▶ [WHAT IS BEING ASKED]: Pull out every entry below word for word, leaving out the pictures.

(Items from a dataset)
* * * * * * *

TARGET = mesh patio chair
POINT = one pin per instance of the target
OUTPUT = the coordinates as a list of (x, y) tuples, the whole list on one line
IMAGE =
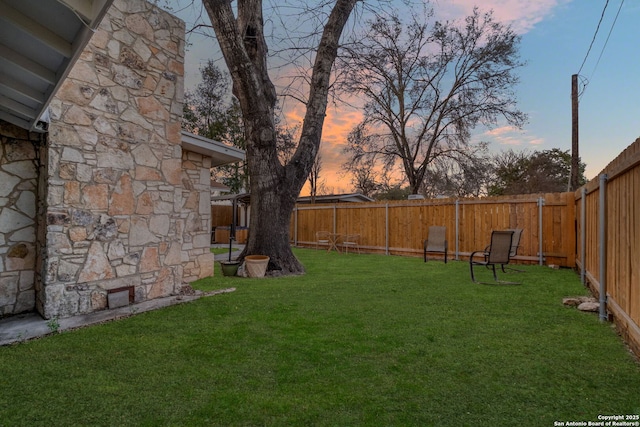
[(515, 244), (497, 253), (436, 242), (322, 239), (351, 241)]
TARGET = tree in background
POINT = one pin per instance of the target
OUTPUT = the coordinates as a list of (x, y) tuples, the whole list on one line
[(211, 111), (545, 171), (274, 186), (315, 183), (426, 88), (468, 175)]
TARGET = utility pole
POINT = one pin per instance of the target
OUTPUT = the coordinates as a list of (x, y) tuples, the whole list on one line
[(575, 156)]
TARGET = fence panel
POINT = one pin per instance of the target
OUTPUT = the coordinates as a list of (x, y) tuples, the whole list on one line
[(619, 186), (400, 227)]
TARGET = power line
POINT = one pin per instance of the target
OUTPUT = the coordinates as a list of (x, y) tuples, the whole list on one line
[(594, 36), (607, 40), (584, 88)]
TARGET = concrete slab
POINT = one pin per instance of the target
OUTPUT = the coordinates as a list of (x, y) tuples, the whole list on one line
[(28, 326)]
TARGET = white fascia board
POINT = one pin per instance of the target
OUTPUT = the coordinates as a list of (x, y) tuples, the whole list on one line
[(220, 153)]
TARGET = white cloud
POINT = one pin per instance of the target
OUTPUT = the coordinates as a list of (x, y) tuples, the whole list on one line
[(523, 15)]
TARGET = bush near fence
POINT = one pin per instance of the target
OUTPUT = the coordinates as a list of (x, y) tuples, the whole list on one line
[(400, 227)]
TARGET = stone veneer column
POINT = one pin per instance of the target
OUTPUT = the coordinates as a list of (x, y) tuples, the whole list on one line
[(19, 169), (199, 260), (114, 189)]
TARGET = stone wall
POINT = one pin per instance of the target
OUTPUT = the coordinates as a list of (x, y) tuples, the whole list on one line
[(199, 260), (114, 191), (19, 165)]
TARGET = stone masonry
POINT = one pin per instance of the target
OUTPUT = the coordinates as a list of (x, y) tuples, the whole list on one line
[(19, 168), (114, 192)]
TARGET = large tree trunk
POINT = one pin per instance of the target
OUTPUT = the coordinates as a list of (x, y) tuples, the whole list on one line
[(274, 187)]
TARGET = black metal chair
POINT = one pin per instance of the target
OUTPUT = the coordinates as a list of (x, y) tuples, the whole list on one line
[(497, 253)]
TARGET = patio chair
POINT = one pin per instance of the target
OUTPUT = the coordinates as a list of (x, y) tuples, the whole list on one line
[(351, 241), (515, 244), (322, 238), (497, 253), (436, 242)]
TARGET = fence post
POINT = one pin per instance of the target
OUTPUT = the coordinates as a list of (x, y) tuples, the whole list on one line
[(603, 247), (583, 234), (295, 226), (334, 219), (457, 229), (386, 228), (540, 255)]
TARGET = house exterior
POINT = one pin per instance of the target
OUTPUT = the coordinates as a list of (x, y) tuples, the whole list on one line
[(114, 198)]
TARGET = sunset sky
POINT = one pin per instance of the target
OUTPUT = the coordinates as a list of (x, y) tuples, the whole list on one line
[(556, 35)]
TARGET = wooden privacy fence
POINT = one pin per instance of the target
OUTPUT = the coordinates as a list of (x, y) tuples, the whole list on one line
[(608, 210), (399, 228)]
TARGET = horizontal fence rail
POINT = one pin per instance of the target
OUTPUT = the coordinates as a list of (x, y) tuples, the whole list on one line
[(400, 227)]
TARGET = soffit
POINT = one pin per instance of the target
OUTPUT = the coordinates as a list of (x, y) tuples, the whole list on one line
[(40, 40)]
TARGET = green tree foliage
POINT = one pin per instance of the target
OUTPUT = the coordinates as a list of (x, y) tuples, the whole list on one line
[(426, 87), (211, 111), (537, 172)]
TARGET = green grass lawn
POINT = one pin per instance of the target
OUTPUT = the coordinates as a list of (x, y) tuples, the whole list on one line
[(359, 340)]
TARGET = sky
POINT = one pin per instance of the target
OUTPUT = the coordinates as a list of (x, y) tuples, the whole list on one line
[(556, 36)]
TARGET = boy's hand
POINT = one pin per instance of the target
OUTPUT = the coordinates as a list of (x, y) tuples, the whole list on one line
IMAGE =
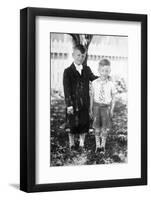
[(70, 110)]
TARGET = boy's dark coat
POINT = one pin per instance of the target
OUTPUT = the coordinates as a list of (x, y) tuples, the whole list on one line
[(76, 91)]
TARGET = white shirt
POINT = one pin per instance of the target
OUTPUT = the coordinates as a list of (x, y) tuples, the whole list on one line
[(103, 91), (78, 68)]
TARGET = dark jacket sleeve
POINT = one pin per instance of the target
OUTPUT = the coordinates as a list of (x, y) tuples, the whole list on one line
[(67, 88), (92, 77)]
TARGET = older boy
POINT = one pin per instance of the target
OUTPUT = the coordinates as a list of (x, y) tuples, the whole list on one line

* * * * * * *

▶ [WRITTEN ANSWER]:
TARGET = mesh patio chair
POINT = one pin per instance of the target
OUTPUT = the coordinates as a list of (x, y) tuples, the whole list on one line
IMAGE =
[(515, 244), (497, 253), (436, 242), (322, 239), (351, 241)]
TARGET = tree in background
POINT = one pin per instance of the target
OUTPUT = the coordinates as a list of (x, y) tuples, the whole list on one line
[(211, 111), (545, 171), (274, 186), (315, 183), (426, 88), (468, 175)]
TARGET = utility pole
POINT = one pin per instance of the target
OUTPUT = the coordinates as a list of (x, y) tuples, the whole list on one line
[(575, 156)]
TARGET = fence panel
POINT = one pin per instance of the target
OUTPUT = the coordinates as a list of (x, y) tuples, the whole list on one line
[(619, 186), (400, 227)]
TARGET = power line
POINT = one pin per instance of the target
OUTPUT = the coordinates as a list of (x, y) tuples, the whole list on one line
[(594, 36), (607, 40), (584, 88)]
TARGET = concrete slab
POINT = one pin per instance of the target
OUTPUT = the coordinates as a list of (x, y) tuples, the whole list on one line
[(28, 326)]
TARGET = white fascia board
POINT = one pin per instance of the target
OUTPUT = the coordinates as a list of (x, y) tuples, the whole list on one line
[(220, 153)]
TARGET = white cloud
POINT = one pin per instance of the target
OUTPUT = the coordinates as a list of (x, y) tuples, the whole list on one line
[(523, 15)]
TARGET = bush near fence
POINT = one pin per instance of the target
OUTPUT = the coordinates as a list of (x, y) tuples, the whole list on one line
[(400, 227)]
TARGET = stone veneer column
POINT = one pin per instance of the target
OUTPUT = the coordinates as a list of (x, y) tuples, the whole list on one line
[(19, 169), (199, 260), (114, 189)]
TARGET = stone wall
POINT = one pin per instance of the target
OUTPUT = the coordinates as a list of (x, y) tuples, the whole list on one line
[(199, 260), (114, 191), (19, 165)]
TARGET = stone masonry
POINT = one pin per instance of the target
OUTPUT = the coordinates as a list of (x, y) tuples, the whole list on one line
[(19, 168), (114, 192)]
TARGET = large tree trunk
POINT = one pin per instance of the target
OUTPUT = the coordinates as a list of (x, y) tuples, the whole list on one line
[(274, 187)]
TARGET = black metal chair
POINT = one pin per instance of the target
OUTPUT = the coordinates as a list of (x, y) tuples, the whole list on one line
[(497, 253)]
TARGET = patio chair
POINT = one pin per instance of the target
OUTPUT = the coordinates as a list of (x, y) tuples, the whole list on one line
[(351, 241), (515, 244), (322, 238), (497, 253), (436, 242)]
TARGET = fence post
POINT = one pin per instance of the target
OUTPUT = the coordinates as a list of (x, y) tuples, the whole list on one line
[(603, 247), (583, 234), (295, 226), (334, 219), (457, 229), (386, 228), (540, 255)]
TARGET = house exterior
POINT = one pin per instance of the target
OUTPUT = the coordinates as a list of (x, y) tuples, the whole list on one line
[(114, 198)]
TARGET = sunset sky
POINT = one pin per instance of the target
OUTPUT = the coordinates as a list of (x, y) tuples, the whole list on one line
[(556, 35)]
TARGET = wooden privacy fence
POINT = one pin per instance of the target
OUTPUT = the coordinates as a list of (x, y) tuples, the whole list on one line
[(608, 210), (399, 228)]
TARGET = horizontal fence rail
POINT = one pin per instance of the target
OUTPUT = the coordinates as a list of (x, y) tuples, the whole list on one line
[(400, 227)]
TARGET = soffit
POINT = one pin per instance of the target
OUTPUT = the coordinates as a list of (x, y) tuples, the whole list on one line
[(40, 40)]
TARGET = green tree foliage
POINT = one pin per instance of the target
OUTPUT = the coordinates as a list of (x, y) tuples, the whole list on one line
[(426, 87), (211, 111), (537, 172)]
TARGET = green grass lawn
POINT = one pin per instance of the target
OUTPUT = the coordinates as a list of (x, y) tuples, the whole list on one line
[(359, 340)]
TARGET = sky
POINT = one pin per instance of the target
OUTPUT = the coordinates as a list of (x, y) tuples, the whole list on one line
[(556, 36)]
TARGET = boy's hand
POINT = one pin per instance of the target
OUTPUT = the coordinates as a list of (x, y) tuples, the whole list on one line
IMAGE =
[(70, 110)]
TARGET = boy's dark coat
POINT = one pin per instance of the target
OUTPUT = the coordinates as a list of (x, y) tuples, the whole list on one line
[(76, 91)]
TARGET = white shirt
POINT = one pin per instance of the target
OUTPUT = the coordinates as a list of (x, y) tuples, the whole list on one line
[(103, 91), (78, 68)]
TARGET = dark jacket sleeve
POINT = one pin per instance of the target
OUTPUT = the coordinates as a list of (x, y) tuples, the whole list on one line
[(67, 88), (92, 77)]
TARGET = older boy
POINT = one pin per instance of the target
OUTPUT = the coordinates as a list of (x, y) tuples, the whole list on one line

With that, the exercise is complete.